▸ **Article**:
● ● ●

In the wake of last week's attacks in Mumbai that killed 195 people, India and Pakistan are carefully formulating their responses as tensions rise between the arch-rivals.
Paradoxically, Pakistan's response in the event of any possible Indian military build-up on its eastern borders in the wake of the attacks could wind up giving Islamist militants in Pakistan's tribal areas greater freedom to operate.
If New Delhi responds by massing troops along its Kashmiri border with Pakistan -- the same step it took after the terror attacks on its parliament in December 2001 -- Islamabad is likely to redeploy tens of thousands of troops battling militants in the western tribal areas to its eastern front with India.
Signs increasingly point to Lashkar-e Taiba, an Islamist militant group in Pakistani Kashmir, as having orchestrated the Mumbai attacks. As a result, tensions are soaring between India and Pakistan, which banned Lashkar-e Taiba following the 2001 attacks on India’s parliament.
Pakistani President Asif Ali Zardari has warned that outlawed militant groups could precipitate a regional war.
But Kanchan Laxman, a research fellow at the Institute for Conflict Management in New Delhi, says that in his opinion, Zardari is seeking to deflect the focus from Pakistan's alleged role in the attacks through Lashkar-e Taiba, which has fought Indian security forces in disputed Kashmir over the past two decades.
"Lashkar-e Taiba has had close links with the Taliban and Al-Qaeda," Laxman says. "So that much is anyway a given. But...President Zardari's beliefs that they are out to create a regional war [are] deviating from the basic point -- that investigations are focused on Pakistan."
Return To Old Rivalries
Since their independence from the British Indian Empire in 1947, the two countries have fought three wars over the disputed Himalayan region of Kashmir. The issue still continues to sour their bilateral relations.
India views Kashmir as an integral part of its country. Pakistan views the Muslim-majority region as the unfinished part of the partition agenda, and supports armed Kashmiri separatists. Initially secular nationalists, the separatists gradually were overtaken by Pakistan-based Islamists who replicated the anti-Soviet jihad in Afghanistan in Indian-administered Kashmir.

● ● ●

▸ **Goals**:
1 - Translate this sentence from the article on the Mumbai attacks into Spanish: "Pakistani President Asif Ali Zardari has warned that outlawed militant groups could precipitate a regional war."
2 - Copy word for word the part of the article on the Mumbai attacks that begins with "In the wake of last" and stops after "between the arch-rivals.".

(Dataset rows on where objects appear)
● ● ●

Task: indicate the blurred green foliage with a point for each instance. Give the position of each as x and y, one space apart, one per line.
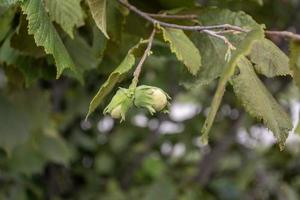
49 151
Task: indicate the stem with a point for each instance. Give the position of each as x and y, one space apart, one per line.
226 27
285 34
167 16
138 69
176 26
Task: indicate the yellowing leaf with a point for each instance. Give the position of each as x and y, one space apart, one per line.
66 13
98 9
268 59
113 79
258 101
183 48
295 61
45 35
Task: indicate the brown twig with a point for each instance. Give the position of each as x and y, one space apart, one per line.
167 16
285 34
176 26
223 27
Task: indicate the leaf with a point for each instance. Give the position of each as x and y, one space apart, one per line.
258 101
14 126
115 77
6 19
295 61
98 10
82 53
68 14
9 2
24 43
183 48
212 49
243 49
45 35
268 59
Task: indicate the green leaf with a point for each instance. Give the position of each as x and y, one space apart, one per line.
24 43
68 14
243 49
183 48
82 54
258 101
6 19
295 61
98 10
9 2
212 49
45 35
268 59
115 77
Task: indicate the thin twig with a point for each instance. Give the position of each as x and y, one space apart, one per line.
147 52
176 26
224 27
285 34
167 16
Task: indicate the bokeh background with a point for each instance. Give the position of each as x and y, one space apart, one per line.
48 151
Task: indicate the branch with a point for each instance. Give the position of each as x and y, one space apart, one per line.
167 16
224 27
147 52
285 34
176 26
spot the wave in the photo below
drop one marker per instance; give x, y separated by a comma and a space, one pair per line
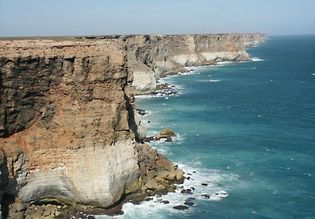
214, 81
202, 182
225, 63
256, 59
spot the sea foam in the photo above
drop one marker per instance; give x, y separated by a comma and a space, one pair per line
156, 209
256, 59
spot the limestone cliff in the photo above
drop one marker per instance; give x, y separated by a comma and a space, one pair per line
152, 57
68, 131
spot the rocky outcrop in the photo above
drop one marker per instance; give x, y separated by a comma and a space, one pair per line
3, 178
253, 39
151, 57
68, 129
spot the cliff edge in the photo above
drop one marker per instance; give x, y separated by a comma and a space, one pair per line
68, 132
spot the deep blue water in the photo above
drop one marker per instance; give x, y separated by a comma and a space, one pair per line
246, 128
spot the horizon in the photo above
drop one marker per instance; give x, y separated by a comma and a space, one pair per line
36, 18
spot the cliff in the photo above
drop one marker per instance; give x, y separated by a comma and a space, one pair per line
68, 132
151, 57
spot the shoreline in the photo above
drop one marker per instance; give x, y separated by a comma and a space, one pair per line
83, 59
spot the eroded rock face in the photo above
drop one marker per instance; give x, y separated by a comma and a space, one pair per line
68, 128
3, 178
66, 120
151, 57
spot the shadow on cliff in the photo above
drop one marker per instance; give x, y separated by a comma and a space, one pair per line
7, 187
131, 121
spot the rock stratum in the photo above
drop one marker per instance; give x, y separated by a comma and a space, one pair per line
69, 132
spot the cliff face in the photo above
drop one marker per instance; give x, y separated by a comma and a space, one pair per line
253, 39
66, 110
152, 57
67, 126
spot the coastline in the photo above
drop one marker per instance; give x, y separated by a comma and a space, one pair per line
123, 129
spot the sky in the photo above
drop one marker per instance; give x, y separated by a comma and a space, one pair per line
103, 17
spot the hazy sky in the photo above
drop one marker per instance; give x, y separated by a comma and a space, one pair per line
94, 17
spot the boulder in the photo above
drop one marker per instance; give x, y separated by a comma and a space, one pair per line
166, 133
180, 207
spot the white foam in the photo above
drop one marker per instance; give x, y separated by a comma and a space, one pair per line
224, 63
256, 59
155, 209
214, 81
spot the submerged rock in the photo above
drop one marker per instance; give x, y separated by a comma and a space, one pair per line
206, 196
188, 203
181, 207
166, 133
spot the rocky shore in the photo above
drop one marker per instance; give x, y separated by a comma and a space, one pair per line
70, 137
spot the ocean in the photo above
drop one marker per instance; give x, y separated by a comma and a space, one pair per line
247, 129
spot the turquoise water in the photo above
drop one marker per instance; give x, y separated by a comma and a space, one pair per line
245, 128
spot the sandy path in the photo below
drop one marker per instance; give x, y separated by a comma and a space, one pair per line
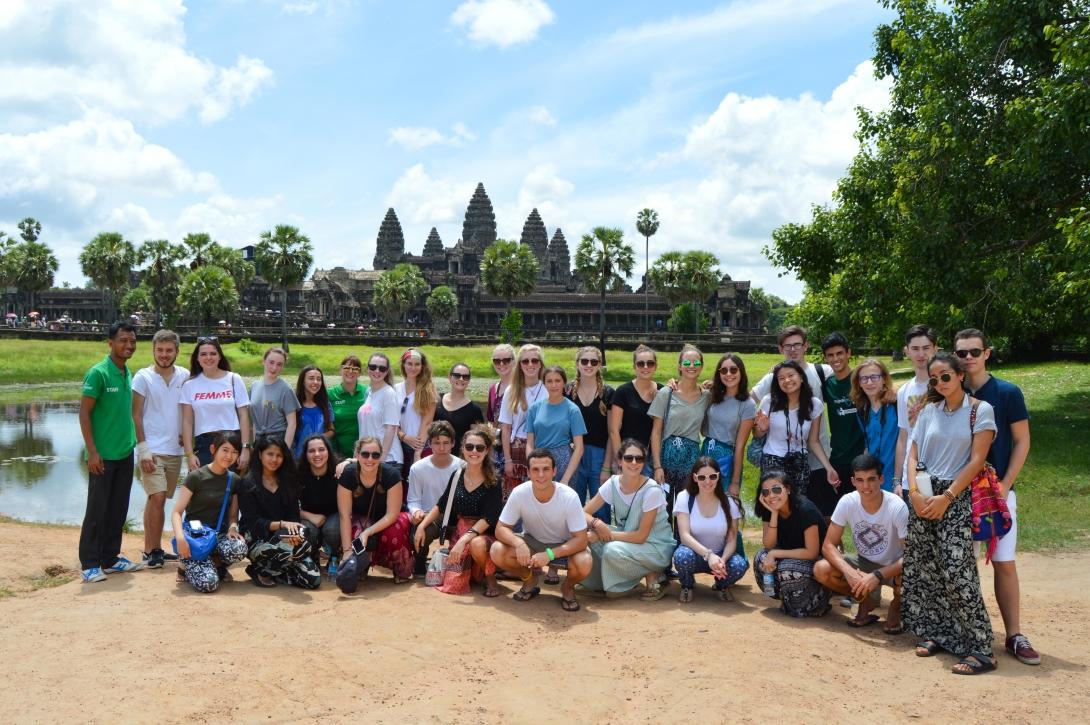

● ● ●

▸ **Completed exercise**:
1 - El presidente paquistaní Asif Ali Zardari ha advertido que los grupos militantes proscritos podrían precipitar una guerra regional.

2 -
In the wake of last week's attacks in Mumbai that killed 195 people, India and Pakistan are carefully formulating their responses as tensions rise between the arch-rivals.